=== Excerpted text ===

In short the growth figures for the region immediately to our north are staggering and the economic opportunities very significant.  While other areas of the economy are also expected to benefit, oil and gas, mining, agribusiness, tourism, education and defence have been identified as the most likely frontline performers.

 

But what will this mean for Territorians?  For a start, identification of Darwin as the capital of Northern Australia and Asia’s gateway to Australia means that we will need to present ourselves to Asia as a stable, reliable, friendly and capable business partner.  And we will need to provide the types of infrastructure that large companies operating on the world stage expect for their workers and their families.

 

For example, we are already seeing large companies establishing offices here in Darwin creating a demand for “state of the art” office accommodation which provides better amenities and services to attract and retain quality staff.

 

There will also be a growing need for a greater diversity of housing, particularly affordable housing, than we currently offer.  This will be needed to accommodate the full spectrum of people, including singles and families of various sizes.  And that range of accommodation will be needed throughout Greater Darwin (the Central Business District, the suburbs and the rural area).

 

It is reasonable to expect that our new trading partners from Asia may increasingly demand development industry innovation such as we are currently seeing in China, particularly if we want to attract them to do business with us and establish offices here in the NT.  For example, introduction of innovative, potentially time-saving building methods could assist us to deliver more affordable housing products.

 

The development industry generally has a sound understanding of the current needs of the customers here in Australia.  After all, we have been building housing to meet the needs of the housing market for a long time!  But we will need to develop a much improved understanding of the needs of Asian customers if we are to satisfy their needs.  For example some Asian customers are now seeking five or even six star hotels (neither of which we can currently offer in Darwin) to meet their accommodation needs when they travel to Darwin.  It seems reasonable to expect that some of our trading partners will also have other requirements we may not have been asked to deliver in the past.

 

UDIA (NT) believes that in future our development industry will need to be working more effectively with the public and Indigenous communities on imaginative, new development ideas, particularly in our very attractive coastal environments.  Many of our new Territorians will value such things as coffee shops and restaurants with a view (in fact such establishments are already highly valued by locals) and we will need to provide a more comprehensive range of such amenities if we are to attract and retain the new workforce, as well as their families, from high end companies we can expect to attract to the capital of the north.

 

Achieving the support of coastal Indigenous communities and the community at large for such developments will require the industry to demonstrate its commitment to environmental excellence and world-class community consultation programs.

 

Finally, as we move towards significantly more development of the north, (a path successive NT Governments have already embarked on through embracing the Conoco Phillips and Ichthys gas projects), it is worth remembering that whichever industry is expanding to take advantage of opportunities to our north, it will be the development industry which is providing the necessary accommodation and much of the other important community infrastructure.  Hence it is essential that the development industry becomes actively engaged in the planning and delivery of the new northern Australia.

=== Material shown ===

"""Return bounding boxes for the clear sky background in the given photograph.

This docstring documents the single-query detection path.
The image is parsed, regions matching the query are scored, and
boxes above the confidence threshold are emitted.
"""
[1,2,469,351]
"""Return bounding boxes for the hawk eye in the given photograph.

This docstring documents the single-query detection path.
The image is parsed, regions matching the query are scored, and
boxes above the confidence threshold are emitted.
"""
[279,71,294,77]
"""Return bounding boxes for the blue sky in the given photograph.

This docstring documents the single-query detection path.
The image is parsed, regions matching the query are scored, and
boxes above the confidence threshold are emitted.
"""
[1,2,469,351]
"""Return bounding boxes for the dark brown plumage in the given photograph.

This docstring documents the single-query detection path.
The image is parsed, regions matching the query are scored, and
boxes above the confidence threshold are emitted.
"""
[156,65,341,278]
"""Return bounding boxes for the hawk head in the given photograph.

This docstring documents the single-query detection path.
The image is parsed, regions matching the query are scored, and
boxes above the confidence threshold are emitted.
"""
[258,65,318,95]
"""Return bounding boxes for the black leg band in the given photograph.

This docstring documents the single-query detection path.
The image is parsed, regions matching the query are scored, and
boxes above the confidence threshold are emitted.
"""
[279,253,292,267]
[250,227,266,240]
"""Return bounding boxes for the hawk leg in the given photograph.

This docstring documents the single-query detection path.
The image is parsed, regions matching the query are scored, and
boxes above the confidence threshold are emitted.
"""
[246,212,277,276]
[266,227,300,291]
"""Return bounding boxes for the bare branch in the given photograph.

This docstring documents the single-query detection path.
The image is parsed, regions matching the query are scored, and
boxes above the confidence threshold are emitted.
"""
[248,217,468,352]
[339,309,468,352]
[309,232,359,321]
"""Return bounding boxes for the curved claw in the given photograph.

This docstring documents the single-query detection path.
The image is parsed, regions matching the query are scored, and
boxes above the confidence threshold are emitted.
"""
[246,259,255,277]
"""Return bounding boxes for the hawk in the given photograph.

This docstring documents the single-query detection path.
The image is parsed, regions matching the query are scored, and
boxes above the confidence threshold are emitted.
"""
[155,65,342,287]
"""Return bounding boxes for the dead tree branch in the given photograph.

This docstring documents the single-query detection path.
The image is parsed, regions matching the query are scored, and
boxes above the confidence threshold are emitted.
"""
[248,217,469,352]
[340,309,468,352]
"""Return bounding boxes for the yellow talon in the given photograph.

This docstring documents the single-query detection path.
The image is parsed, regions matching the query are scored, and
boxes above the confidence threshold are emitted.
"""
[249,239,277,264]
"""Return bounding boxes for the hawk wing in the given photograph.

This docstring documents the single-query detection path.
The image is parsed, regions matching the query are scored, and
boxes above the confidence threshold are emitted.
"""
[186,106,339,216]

===

Decide whether each statement agrees with the text on Darwin's growth. For each, answer yes or no and quote the deciding words of the text.
1. Darwin can currently offer five-star hotels.
2. Large companies are already setting up offices in Darwin.
3. The wider range of housing will be needed only in the Central Business District.

▶ Solution to this task:
1. No: "five or even six star hotels (neither of which we can currently offer in Darwin)"
2. Yes: "we are already seeing large companies establishing offices here in Darwin"
3. No: "that range of accommodation will be needed throughout Greater Darwin (the Central Business District, the suburbs and the rural area)"